Methods in 1st segment
Methods in 2nd segment
Methods in 3rd segment
Methods in 4th segment
Methods in 5th segment
Methods in 6th segment
Notes on Methods
Involvement of social elites
Nonviolent responses of opponent
Additional notes on joining/exiting order
Success in achieving specific demands/goals
During the first week of August 1944, employees of the Philadelphia Transit Company (PTC) effectively shut down the city's transit system, defying both the federal government and their own union. The strike, which lasted for six days and halted much of the city's war production, was in response to a PTC decision to promote eight African Americans to the position of trolley car driver. Throughout the decade leading up to this "hate strike," African Americans had demanded that the PTC hire them as bus and trolley drivers, motormen and conductors, and station cashiers. Leading up to August 1944, however, PTC refused to hire new African American employees and all of the company's 537 existing black workers were restricted to menial and backbreaking jobs in the ways and maintenance divisions. They primarily worked as porters and messengers and were not permitted to interact with the public. Many transit companies around the country employed the same discriminatory hiring practices. The PTC system, which was partly city-owned, was one of the largest transit systems in the country, carrying 2,500,000 passengers daily.
On March 14, 1944, in a hotly contested race, Philadelphia's transportation workers elected the Transport Workers Union (TWU), Local 234, an affiliate of the Congress of Industrial Organizations (CIO), as their official bargaining agent. During the campaign, the TWU promised to make racial equality a central pillar of contract negotiations. The former bargaining agent, the Philadelphia Rapid Transit Employees Union (PRTEU), had close ties to the company and supported its racist hiring practices. The PRTEU contract expired on April 11, 1944, and as contract talks with the TWU dragged on for months, the PTC received pressure to integrate its workforce from both the federal Fair Employment Practice Committee (FEPC) and the TWU. The PTC ignored this pressure, providing the excuse that it wanted to await a new TWU contract.
Early in July 1944, the War Manpower Commission (WMC) ruled that the PTC must abide by the policies of the United States Employment Service (USES), which prohibited hiring discrimination based on race, creed or national origin. On July 7, 1944, in response to the WMC ruling, the PTC posted notices in all of its car barns, stating that it would abide by the ruling. On July 27, 1944, the PTC promoted eight of its existing African American employees to trolley car drivers. The eight began training for their new jobs that day and were to take their first training trolleys on the streets of Philadelphia on August 1.
During the week after the PTC made this announcement, the Philadelphia branch of the National Association for the Advancement of Colored People (NAACP) started to receive reports that old PRTEU loyalists within the PTC workforce were holding meetings on company property, during which they talked about striking if African Americans were upgraded to trolley car drivers. Loyal members of the TWU were barred from participating in these meetings. The NAACP contacted PTC board chairman Dr. Arthur Mitten and inquired about these meetings. Dr. Mitten gave no response. Also, during that week, notices appeared in PTC car barns, stating that PTC employees would refuse to work alongside African Americans. Company employees also received phone calls to the same effect.

● Goal A
In the passage on the 1944 Philadelphia transit strike, retype the text between "On March 14, 1944, in" and "new TWU contract.", inclusive.
● Goal B
List every organization in the passage on the 1944 Philadelphia transit strike that is given an abbreviation in parentheses, with its full name and abbreviation.
● Goal C
Answer these questions from the passage on the 1944 Philadelphia transit strike:
(i) How many passengers did the PTC system carry daily?
(ii) On what date did the PRTEU contract expire?
(iii) How many days did the strike last?

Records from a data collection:
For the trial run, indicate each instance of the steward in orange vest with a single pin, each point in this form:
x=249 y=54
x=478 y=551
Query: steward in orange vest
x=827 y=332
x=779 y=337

● Task response A
On March 14, 1944, in a hotly contested race, Philadelphia's transportation workers elected the Transport Workers Union (TWU), Local 234, an affiliate of the Congress of Industrial Organizations (CIO), as their official bargaining agent. During the campaign, the TWU promised to make racial equality a central pillar of contract negotiations. The former bargaining agent, the Philadelphia Rapid Transit Employees Union (PRTEU), had close ties to the company and supported its racist hiring practices. The PRTEU contract expired on April 11, 1944, and as contract talks with the TWU dragged on for months, the PTC received pressure to integrate its workforce from both the federal Fair Employment Practice Committee (FEPC) and the TWU. The PTC ignored this pressure, providing the excuse that it wanted to await a new TWU contract.

● Task response B
Philadelphia Transit Company (PTC)
Transport Workers Union (TWU)
Congress of Industrial Organizations (CIO)
Philadelphia Rapid Transit Employees Union (PRTEU)
Fair Employment Practice Committee (FEPC)
War Manpower Commission (WMC)
United States Employment Service (USES)
National Association for the Advancement of Colored People (NAACP)

● Task response C
(i) 2,500,000
(ii) April 11, 1944
(iii) Six days